• 本文:
· · ·
説明

粉体塗料樹脂組成物

【課題】
平滑性や光沢性に優れた塗膜を形成し得る、硬化型アクリル樹脂、ならびに該硬化型アクリル樹脂中のエポキシ基と反応し得る硬化剤からなる粉体塗料組成物を提供する。
【解決手段】
少なくとも2−ヒドロキシ−2−メチルプロピル(メタ)アクリレート(A)およびエポキシ基含有不飽和化合物(B)を含む原料モノマーを重合して得られた数平均分子量が1000〜20000であり、かつガラス転移温度が30〜90℃の硬化型アクリル樹脂、ならびに該硬化型アクリル樹脂中のエポキシ基と反応し得る硬化剤からなる粉体塗料組成物。

【発明の詳細な説明】
【技術分野】
【0001】
本発明は、硬化型アクリル樹脂、ならびに該硬化型アクリル樹脂中のエポキシ基と反応し得る硬化剤からなる粉体塗料組成物に関するものである。
【背景技術】
【0002】
近年、粉体塗料は、溶剤排出の極めて少ない環境対応型塗料であり、特にVOC規制の厳しい欧米を中心に市場が拡大している。
このような粉体塗料として、例えばグリシジル基を有する硬化型アクリル樹脂と脂肪族二塩基酸に代表される硬化剤を含有するアクリル系粉体塗料が知られている。
【0003】
また、粉体塗料は、一般に、硬化型樹脂、硬化剤、塗料用添加剤及び顔料を乾式混合した後、溶融混練機で混練分散し、次いで粉砕、分級させることにより製造されている。しかしながら、この方法では硬化型樹脂と硬化剤とを熱で溶融させて混練させる際、硬化型樹脂と硬化剤との架橋反応の進行を抑制する必要がある。このため、混練を硬化剤の融点以下の温度で行なう等の制約を受け、樹脂と硬化剤とを均一に分散することが困難であった。また、このようにして製造された粉体塗料により形成される塗膜は、外観、特に表面平滑性に欠けるといった問題点を有している。更に、顔料の分散性も悪く、液体型塗料に匹敵するような鮮映性のある塗膜が得られないという問題があった。
【0004】
このような問題点を改善する方法として、硬化型樹脂と硬化剤等とを、湿式で、すなわち溶剤中で混合する方法が提案されている(特許文献1〜3参照。)。
· · ·
• データセット:
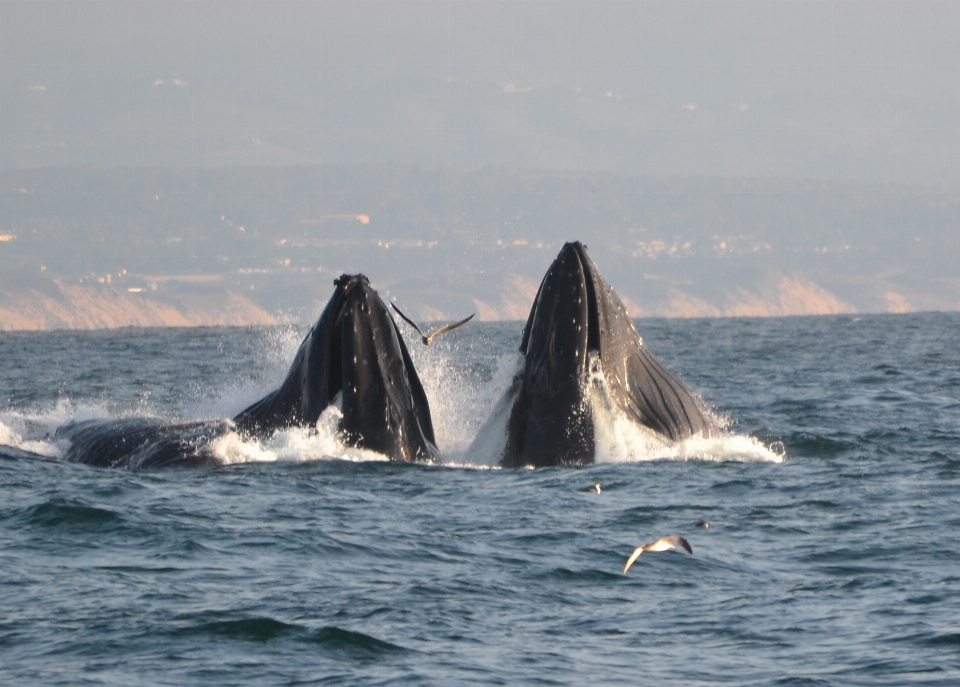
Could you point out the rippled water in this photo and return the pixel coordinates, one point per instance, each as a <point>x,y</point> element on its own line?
· · ·
• 実施課題:
**a)** 本文の【0003】において、粉体塗料の製造で乾式混合されるものとして挙げられている材料をすべて列挙してください。
**b)** 本文のうち、「このような粉体塗料として、例」で始まり「られないという問題があった。」で終わる部分を、一字も変えずに書き写してください。

• 解答:
**a)** 硬化型樹脂、硬化剤、塗料用添加剤、顔料

**b)**
このような粉体塗料として、例えばグリシジル基を有する硬化型アクリル樹脂と脂肪族二塩基酸に代表される硬化剤を含有するアクリル系粉体塗料が知られている。
【0003】
また、粉体塗料は、一般に、硬化型樹脂、硬化剤、塗料用添加剤及び顔料を乾式混合した後、溶融混練機で混練分散し、次いで粉砕、分級させることにより製造されている。しかしながら、この方法では硬化型樹脂と硬化剤とを熱で溶融させて混練させる際、硬化型樹脂と硬化剤との架橋反応の進行を抑制する必要がある。このため、混練を硬化剤の融点以下の温度で行なう等の制約を受け、樹脂と硬化剤とを均一に分散することが困難であった。また、このようにして製造された粉体塗料により形成される塗膜は、外観、特に表面平滑性に欠けるといった問題点を有している。更に、顔料の分散性も悪く、液体型塗料に匹敵するような鮮映性のある塗膜が得られないという問題があった。